:: ENTRIES SHOWN ::
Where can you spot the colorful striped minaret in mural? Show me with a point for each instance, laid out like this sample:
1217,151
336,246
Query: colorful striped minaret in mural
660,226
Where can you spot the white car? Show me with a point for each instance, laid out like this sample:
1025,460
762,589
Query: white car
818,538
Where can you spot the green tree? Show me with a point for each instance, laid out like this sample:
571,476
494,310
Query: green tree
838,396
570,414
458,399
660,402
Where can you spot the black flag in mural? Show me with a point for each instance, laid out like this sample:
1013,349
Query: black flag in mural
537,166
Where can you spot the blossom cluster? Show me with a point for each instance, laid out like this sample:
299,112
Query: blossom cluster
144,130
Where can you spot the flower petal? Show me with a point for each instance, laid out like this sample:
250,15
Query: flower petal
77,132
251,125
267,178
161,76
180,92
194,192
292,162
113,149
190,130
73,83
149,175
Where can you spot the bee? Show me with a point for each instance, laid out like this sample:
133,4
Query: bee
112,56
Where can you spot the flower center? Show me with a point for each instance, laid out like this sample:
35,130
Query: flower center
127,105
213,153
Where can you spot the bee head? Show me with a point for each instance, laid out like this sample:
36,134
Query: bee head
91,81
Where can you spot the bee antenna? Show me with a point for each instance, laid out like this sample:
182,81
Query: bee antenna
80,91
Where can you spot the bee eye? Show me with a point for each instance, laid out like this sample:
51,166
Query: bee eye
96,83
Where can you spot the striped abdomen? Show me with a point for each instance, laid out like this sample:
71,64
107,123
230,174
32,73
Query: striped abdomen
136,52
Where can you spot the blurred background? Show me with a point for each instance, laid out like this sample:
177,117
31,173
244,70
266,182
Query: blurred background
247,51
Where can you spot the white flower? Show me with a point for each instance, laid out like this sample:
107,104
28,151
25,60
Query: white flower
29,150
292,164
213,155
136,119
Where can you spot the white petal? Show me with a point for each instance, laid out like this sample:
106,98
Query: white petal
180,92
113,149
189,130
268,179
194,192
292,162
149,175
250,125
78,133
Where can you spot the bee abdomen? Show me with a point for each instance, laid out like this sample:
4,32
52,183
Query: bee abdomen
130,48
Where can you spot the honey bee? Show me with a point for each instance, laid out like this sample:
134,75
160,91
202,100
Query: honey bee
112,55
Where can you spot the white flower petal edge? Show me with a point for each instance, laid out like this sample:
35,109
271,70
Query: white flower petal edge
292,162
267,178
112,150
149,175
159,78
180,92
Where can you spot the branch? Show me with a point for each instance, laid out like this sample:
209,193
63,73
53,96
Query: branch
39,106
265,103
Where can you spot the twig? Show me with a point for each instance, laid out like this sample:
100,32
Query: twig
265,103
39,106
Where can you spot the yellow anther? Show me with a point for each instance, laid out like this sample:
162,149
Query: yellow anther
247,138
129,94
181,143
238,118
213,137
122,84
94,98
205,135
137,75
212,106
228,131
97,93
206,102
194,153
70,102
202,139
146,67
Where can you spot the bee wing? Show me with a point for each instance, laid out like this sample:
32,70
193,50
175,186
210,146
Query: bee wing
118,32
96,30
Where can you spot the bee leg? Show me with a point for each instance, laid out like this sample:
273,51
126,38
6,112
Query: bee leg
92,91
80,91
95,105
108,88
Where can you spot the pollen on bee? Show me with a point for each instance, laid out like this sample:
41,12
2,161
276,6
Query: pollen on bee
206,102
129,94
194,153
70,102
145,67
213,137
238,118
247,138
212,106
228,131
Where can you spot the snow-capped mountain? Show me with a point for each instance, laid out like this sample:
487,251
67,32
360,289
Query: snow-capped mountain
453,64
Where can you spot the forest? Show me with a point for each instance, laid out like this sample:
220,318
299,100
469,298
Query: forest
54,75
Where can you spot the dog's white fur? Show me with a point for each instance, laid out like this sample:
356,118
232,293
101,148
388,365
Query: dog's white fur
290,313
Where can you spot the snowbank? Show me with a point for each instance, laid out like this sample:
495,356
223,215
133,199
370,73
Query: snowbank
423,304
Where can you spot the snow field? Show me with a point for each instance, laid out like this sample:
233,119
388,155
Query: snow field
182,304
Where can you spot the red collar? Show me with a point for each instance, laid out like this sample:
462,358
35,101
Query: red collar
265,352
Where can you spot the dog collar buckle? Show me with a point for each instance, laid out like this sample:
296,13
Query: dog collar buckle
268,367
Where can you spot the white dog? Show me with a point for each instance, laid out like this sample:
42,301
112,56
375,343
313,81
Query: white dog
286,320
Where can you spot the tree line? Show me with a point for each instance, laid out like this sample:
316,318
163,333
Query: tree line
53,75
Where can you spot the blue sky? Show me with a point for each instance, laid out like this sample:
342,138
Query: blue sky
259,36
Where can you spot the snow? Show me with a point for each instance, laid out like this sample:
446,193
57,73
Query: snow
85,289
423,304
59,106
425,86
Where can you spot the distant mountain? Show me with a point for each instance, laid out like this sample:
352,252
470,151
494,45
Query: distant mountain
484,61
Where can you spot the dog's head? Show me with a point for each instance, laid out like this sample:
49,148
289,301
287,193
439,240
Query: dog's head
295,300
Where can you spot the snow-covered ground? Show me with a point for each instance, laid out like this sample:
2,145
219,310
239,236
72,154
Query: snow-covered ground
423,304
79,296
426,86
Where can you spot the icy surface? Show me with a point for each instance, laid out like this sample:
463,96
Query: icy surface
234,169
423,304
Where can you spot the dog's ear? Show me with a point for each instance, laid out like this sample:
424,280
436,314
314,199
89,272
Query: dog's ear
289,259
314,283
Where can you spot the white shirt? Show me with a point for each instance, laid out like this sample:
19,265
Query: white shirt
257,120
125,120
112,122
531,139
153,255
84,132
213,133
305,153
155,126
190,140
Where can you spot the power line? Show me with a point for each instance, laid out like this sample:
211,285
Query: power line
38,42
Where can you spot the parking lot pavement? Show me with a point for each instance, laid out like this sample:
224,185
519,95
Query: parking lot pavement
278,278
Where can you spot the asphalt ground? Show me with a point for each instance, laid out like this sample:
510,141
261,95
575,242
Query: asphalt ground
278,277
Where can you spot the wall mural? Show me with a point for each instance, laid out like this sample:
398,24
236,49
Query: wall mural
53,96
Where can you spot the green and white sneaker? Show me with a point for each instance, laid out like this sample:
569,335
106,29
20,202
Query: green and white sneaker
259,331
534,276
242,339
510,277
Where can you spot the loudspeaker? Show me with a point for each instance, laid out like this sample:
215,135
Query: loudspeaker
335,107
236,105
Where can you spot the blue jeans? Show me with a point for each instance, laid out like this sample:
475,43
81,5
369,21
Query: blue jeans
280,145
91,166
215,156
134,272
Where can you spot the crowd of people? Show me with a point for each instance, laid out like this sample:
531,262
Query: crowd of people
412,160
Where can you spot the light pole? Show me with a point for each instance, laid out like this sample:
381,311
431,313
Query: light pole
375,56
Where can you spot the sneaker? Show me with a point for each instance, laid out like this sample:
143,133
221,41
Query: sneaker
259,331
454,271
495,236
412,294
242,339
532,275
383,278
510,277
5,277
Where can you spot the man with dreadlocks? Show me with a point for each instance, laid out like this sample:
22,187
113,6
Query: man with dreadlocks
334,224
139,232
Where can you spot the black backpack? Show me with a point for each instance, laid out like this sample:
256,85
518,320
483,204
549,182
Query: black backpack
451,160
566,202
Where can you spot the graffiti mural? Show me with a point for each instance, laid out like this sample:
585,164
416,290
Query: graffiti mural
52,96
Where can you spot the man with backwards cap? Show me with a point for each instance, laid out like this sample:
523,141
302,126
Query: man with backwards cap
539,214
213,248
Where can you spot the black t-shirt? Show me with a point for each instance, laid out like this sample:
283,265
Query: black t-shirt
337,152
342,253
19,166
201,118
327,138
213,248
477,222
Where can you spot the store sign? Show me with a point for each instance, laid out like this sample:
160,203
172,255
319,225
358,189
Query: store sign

:: YOUR TASK ::
Reproduce all of the records above verbatim, keeping every line unchanged and in its original order.

:: TASK SOLUTION ::
Where can you spot the colorful striped minaret in mural? Show me with a point for each instance, laid out like this sample:
1217,151
336,246
Query: colorful striped minaret in mural
660,226
Where can you spot the white car? Show me with a point for each instance, laid out like this sample:
1025,460
762,589
Query: white car
818,538
Where can you spot the green tree? Show me with a point for each instance, laid out like this sample:
571,476
494,310
Query: green tree
838,396
570,414
458,399
660,402
Where can you spot the black flag in mural? Show me with a point for each instance, laid out like this sample:
1013,349
Query: black flag in mural
537,166
Where can you spot the blossom cluster? Show me with a point for each instance, laid out like this sample:
299,112
Query: blossom cluster
144,130
Where can you spot the flower petal? Show me with a point for each instance, laid out like this sample:
250,15
Query: flower petal
77,132
251,125
267,178
161,76
180,92
194,192
292,162
113,149
190,130
73,83
149,175
Where can you spot the bee? Show me with a point for each instance, laid out like this sample:
133,4
Query: bee
112,56
Where can you spot the flower center? Show me with a point for each instance, laid out like this sample:
35,130
Query: flower center
127,105
213,153
Where can you spot the bee head? Show me with a point for each instance, laid out like this sample:
36,134
Query: bee head
91,81
Where can you spot the bee antenna? Show me with a point for each instance, laid out like this sample:
182,81
Query: bee antenna
80,91
Where can you spot the bee eye? Show me with a point for each instance, laid out like this sample:
51,166
Query: bee eye
96,83
Where can you spot the striped abdomen? Show me with a point for each instance, laid out like this sample:
71,64
107,123
230,174
32,73
Query: striped abdomen
136,52
Where can you spot the blurred background? Show me with a point for each instance, laid out like this sample:
177,117
31,173
244,70
266,182
Query: blurred background
247,51
Where can you spot the white flower? Show me with a point for each instance, laid out like this sample:
107,104
28,151
25,60
Query: white flower
29,150
292,164
213,155
136,119
Where can you spot the white petal? Show me with a point for each instance, laid out like this sample:
106,98
Query: white petal
180,92
113,149
189,130
268,179
194,192
292,162
149,175
250,125
78,133
Where can you spot the bee abdomen? Show me with a point for each instance, laid out like this sample:
4,32
52,183
Query: bee abdomen
130,48
Where can you spot the honey bee? Show me with a point for each instance, laid out like this sample:
134,75
160,91
202,100
Query: honey bee
112,55
Where can you spot the white flower petal edge? Show me with a point for each instance, laid out like this sample:
35,109
271,70
Query: white flower petal edge
292,162
267,178
112,150
149,175
159,78
180,92
Where can you spot the branch? Show me with a point for each instance, laid out like this sample:
209,193
63,73
53,96
Query: branch
39,106
265,103
Where can you spot the twig? Show me with a point for each instance, laid out like this sample:
100,32
Query: twig
265,103
39,106
Where can you spot the yellow anther? Show me with a point for each instance, laid out like this sample:
162,149
Query: yellow anther
247,138
129,94
181,143
238,118
213,137
122,84
94,98
205,135
137,75
212,106
228,131
97,93
206,102
194,153
70,102
202,139
146,67
Where can you spot the bee wing? Show me with a point for each instance, laid out like this sample:
32,70
193,50
175,186
210,146
Query: bee wing
118,32
96,30
Where can you spot the bee leg? Show me with a point for each instance, laid out like this sample:
273,51
126,38
6,112
Query: bee leg
92,91
80,91
95,105
108,88
Where can you spot the pollen on bee? Show me with a point for each instance, laid out like this sample:
41,12
2,161
276,6
Query: pollen on bee
206,102
129,94
194,153
70,102
145,67
213,137
238,118
247,138
212,106
228,131
Where can you spot the snow-capped mountain? Show me with a point for each instance, laid out like this sample:
487,251
67,32
360,289
Query: snow-capped mountain
453,64
Where can you spot the forest? Show me with a point for each instance, laid out like this sample:
220,318
299,100
469,298
Query: forest
54,75
Where can you spot the dog's white fur? Show me with a point for each instance, laid out like this sample:
356,118
232,293
101,148
388,365
Query: dog's white fur
290,313
Where can you spot the snowbank? Show me with a point for each instance, laid out like this sample:
495,356
223,215
133,199
370,73
Query: snowbank
423,304
Where can you spot the snow field? Show me with a point for each instance, laid out like this sample:
233,119
388,155
Query: snow field
182,304
Where can you spot the red collar? Show me with a point for each instance, laid out like this sample:
462,358
35,101
Query: red collar
265,352
Where can you spot the dog collar buckle? Show me with a point for each instance, laid out like this sample:
296,13
Query: dog collar buckle
268,367
Where can you spot the white dog? Show me with a point for each instance, laid out like this sample:
42,301
112,56
375,343
313,81
Query: white dog
286,320
Where can you spot the tree line? Show me with a point for each instance, laid out like this sample:
316,318
163,333
Query: tree line
53,75
Where can you spot the blue sky? Show me with a point for each instance, laid out like this sample:
342,138
Query: blue sky
259,36
Where can you spot the snow? Show me with a point for each instance, laid out like this sample:
446,193
57,73
Query: snow
85,289
423,304
59,106
425,86
Where can you spot the distant mountain? Show me with a point for each instance, laid out like this sample:
352,252
470,151
494,45
Query: distant mountain
484,61
Where can you spot the dog's head? Show me with a point for each instance, laid out like this sample:
49,148
289,301
287,193
439,240
Query: dog's head
295,300
Where can you spot the snow-covered ground? Show me with a point for each instance, laid out like this sample:
2,145
219,310
239,236
72,154
Query: snow-covered ground
423,304
79,296
426,86
Where can you spot the icy surface? Show me with a point for each instance, laid out like this sample:
463,96
Query: icy surface
234,169
423,304
Where can you spot the dog's ear? Show me with a point for each instance, laid out like this sample:
424,280
436,314
314,199
89,272
Query: dog's ear
289,259
314,283
Where can you spot the white shirt? Show me with a point for each instance, laid out like this sample:
19,265
Query: white shirt
257,120
125,120
112,122
531,139
153,255
84,132
213,133
305,153
155,126
190,140
Where can you spot the power line? Show me with a point for each instance, laid out like this sample:
211,285
Query: power line
38,42
Where can you spot the parking lot pavement? Show me with a point for each instance, laid out like this sample:
224,185
519,95
Query: parking lot pavement
278,278
Where can you spot the asphalt ground? Show me with a point for each instance, laid out like this sample:
510,141
261,95
575,242
Query: asphalt ground
278,277
Where can you spot the wall mural? Show me with a point for each instance, laid out like this sample:
398,24
236,49
Query: wall mural
53,96
Where can you spot the green and white sneaker? Show me with a point for each instance, laid out like this sample:
569,335
106,29
20,202
Query: green and white sneaker
259,331
534,276
242,339
510,277
Where can you spot the loudspeaker? Show me with a point for each instance, laid out like this sample:
215,135
Query: loudspeaker
335,107
236,105
Where can you spot the blue jeans? Show me with a point for each instance, laid out like this sample:
475,43
81,5
369,21
Query: blue jeans
280,145
91,166
215,156
134,272
Where can you spot the crowd of people? Show me with a point for each instance, laid out like this sample:
531,262
Query: crowd of people
412,160
Where can you spot the light pole? Show me with a point for each instance, laid out like this sample:
381,311
431,313
Query: light pole
375,56
Where can you spot the sneaker? Show me with a point for each instance, laid out like this sample:
143,133
221,41
Query: sneaker
259,331
454,271
495,236
412,294
242,339
532,275
383,278
510,277
5,277
Where can you spot the man with dreadlocks? Show me with a point for each instance, laid out like this sample:
22,187
113,6
Query: man with dreadlocks
334,224
139,232
Where can you spot the black backpack? Show me with a point for each instance, laid out like this sample:
256,85
518,320
483,204
549,182
Query: black backpack
451,160
566,202
Where can you spot the graffiti mural? Show me with a point for each instance, laid out like this sample:
585,164
416,290
Query: graffiti mural
52,96
Where can you spot the man with backwards cap? Show me with a point for each instance, laid out like this sample:
523,141
302,126
Query: man with backwards cap
539,214
213,248
Where can you spot the black t-shirt? Show me with a point for each instance, laid out like this sample:
283,265
Query: black t-shirt
337,152
342,253
19,166
201,118
327,138
213,248
477,222
Where can you spot the store sign? Show me with a point for each instance, laid out like this sample:
160,203
172,255
319,225
358,189
Query: store sign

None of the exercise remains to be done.